▸ **Requirements**:
Put every line of the rows below into a Markdown table with the columns No. and Text, numbering the lines in order and skipping any blank ones. Leave the pictures out of the table.
-- begin Task data --
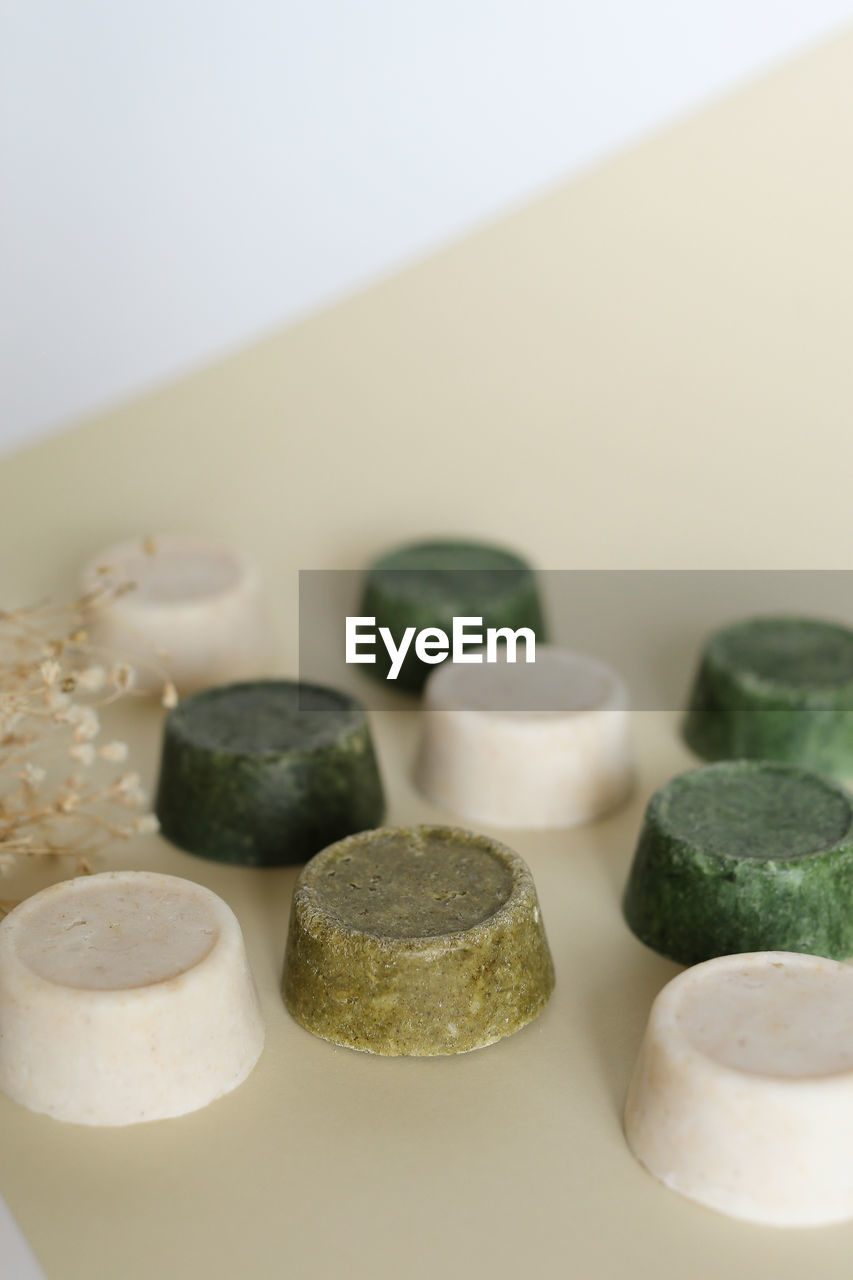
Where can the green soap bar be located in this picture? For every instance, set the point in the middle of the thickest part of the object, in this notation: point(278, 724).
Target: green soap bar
point(267, 772)
point(429, 584)
point(776, 689)
point(418, 941)
point(744, 855)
-- end Task data --
▸ **Right answer**:
| No. | Text |
|---|---|
| 1 | Where can the green soap bar be located in this picture? For every instance, set the point in the middle of the thickest part of the object, in this notation: point(278, 724). |
| 2 | Target: green soap bar |
| 3 | point(267, 772) |
| 4 | point(429, 584) |
| 5 | point(776, 689) |
| 6 | point(418, 941) |
| 7 | point(744, 855) |